Whether an in-house translator is overworking or underworking is extremely context-specific and hard to pin down. A lot of people these days are overworking on-site by listening to things like Coursera lessons on earphones while pretending to work.

Translation as an Overworking (or Underworking) Opportunity

Above, I’ve established that when workers try to avoid doing work, the reason is either to attempt to achieve overworking, i.e., secretly doing two jobs at once, or underworking, termed in China as “touching fish” — where the employee is just trying to avoid working altogether. The key shared factor is that the employee has identified a good way to make it appear as if they are working while they’re actually doing something else. On my end, I can very quickly tell whenever this is happening because the boss said their person spent six hours doing this “human translation,” when it totally matches Google Translate and, for that matter, does not make any sense.  The company managers are not translation experts, so they really have no effective defense against this kind of behavior. When anyone is getting service in a field they don’t understand, that person has to rely on the professionalism of their expert. When you don’t understand the work and ask a non-professional to do it, it creates a lot of room for things like overworking.

Why are these general managers at businesses resorting to having their internal employees do translations? In part, the boss thinks the person just has bad English, so has them send out the translation for editing and thinks that this revision will help the employee learn when in reality it’s just reworking a machine translation. Translation outsourcers—misleadingly calling themselves language service providers—also have the same exact flaw that causes them to send out huge volumes of low-quality, usually robot-produced incoherent translations. They are staffed by general managers who don’t understand translation and,  in turn, hire the cheapest freelance translators they can find, not professionals, to do the work.

**Task 1:** From the passage on in-house translators, pull out everything from "Why are these" down to "do the work.", word for word.
**Task 2:** List every proper noun in the passage on in-house translators.
You can ignore the data that comes after this.

**Data listing:**
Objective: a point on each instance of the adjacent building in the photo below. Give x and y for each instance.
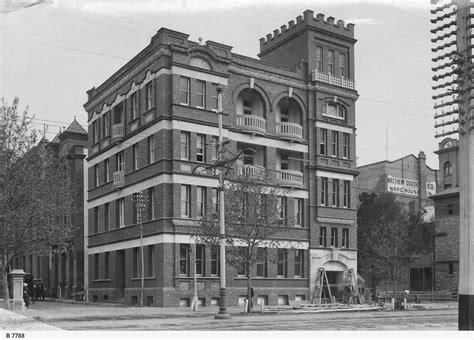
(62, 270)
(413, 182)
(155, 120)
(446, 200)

--

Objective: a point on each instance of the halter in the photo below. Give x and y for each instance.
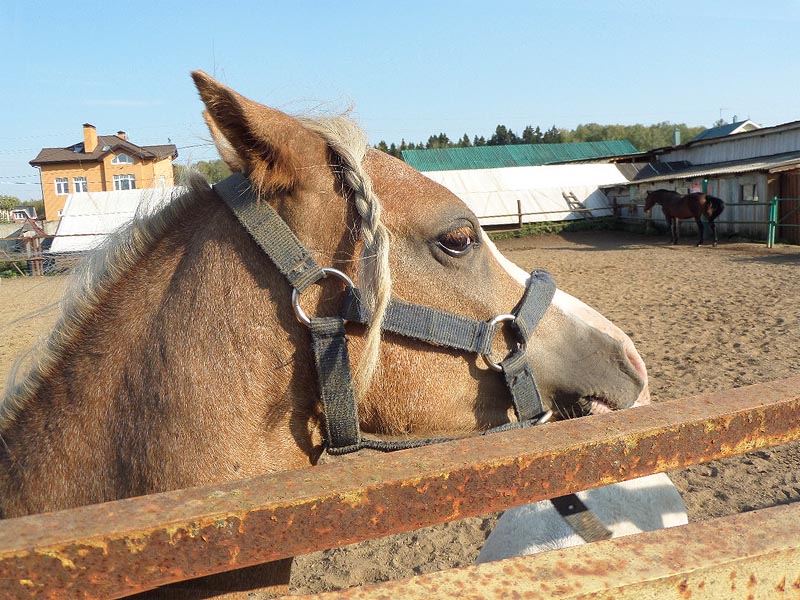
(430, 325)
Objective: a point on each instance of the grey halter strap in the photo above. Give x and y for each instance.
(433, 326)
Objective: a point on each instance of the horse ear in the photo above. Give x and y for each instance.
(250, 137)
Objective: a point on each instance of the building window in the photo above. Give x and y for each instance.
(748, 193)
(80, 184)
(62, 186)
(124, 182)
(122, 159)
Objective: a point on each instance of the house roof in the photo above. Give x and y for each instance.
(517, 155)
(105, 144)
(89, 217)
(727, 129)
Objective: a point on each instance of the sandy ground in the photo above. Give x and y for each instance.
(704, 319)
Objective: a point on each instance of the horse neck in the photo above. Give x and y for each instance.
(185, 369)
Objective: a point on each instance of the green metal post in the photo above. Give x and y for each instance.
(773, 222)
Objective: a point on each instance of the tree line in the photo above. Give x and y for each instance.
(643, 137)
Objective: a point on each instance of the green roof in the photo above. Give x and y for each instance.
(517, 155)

---

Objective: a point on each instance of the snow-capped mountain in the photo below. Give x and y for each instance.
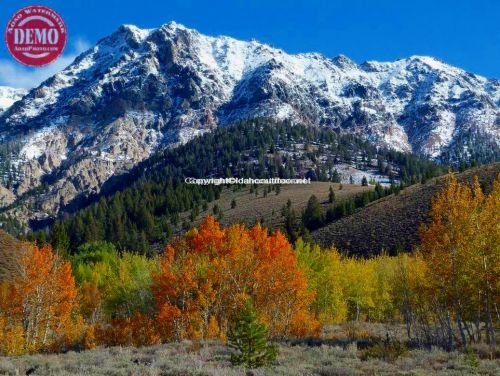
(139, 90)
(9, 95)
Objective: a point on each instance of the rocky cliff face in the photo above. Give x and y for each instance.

**Exercise output 1:**
Why are these general managers at businesses resorting to having their internal employees do translations? In part, the boss thinks the person just has bad English, so has them send out the translation for editing and thinks that this revision will help the employee learn when in reality it’s just reworking a machine translation. Translation outsourcers—misleadingly calling themselves language service providers—also have the same exact flaw that causes them to send out huge volumes of low-quality, usually robot-produced incoherent translations. They are staffed by general managers who don’t understand translation and,  in turn, hire the cheapest freelance translators they can find, not professionals, to do the work.

**Exercise output 2:** Coursera, China, Google Translate, English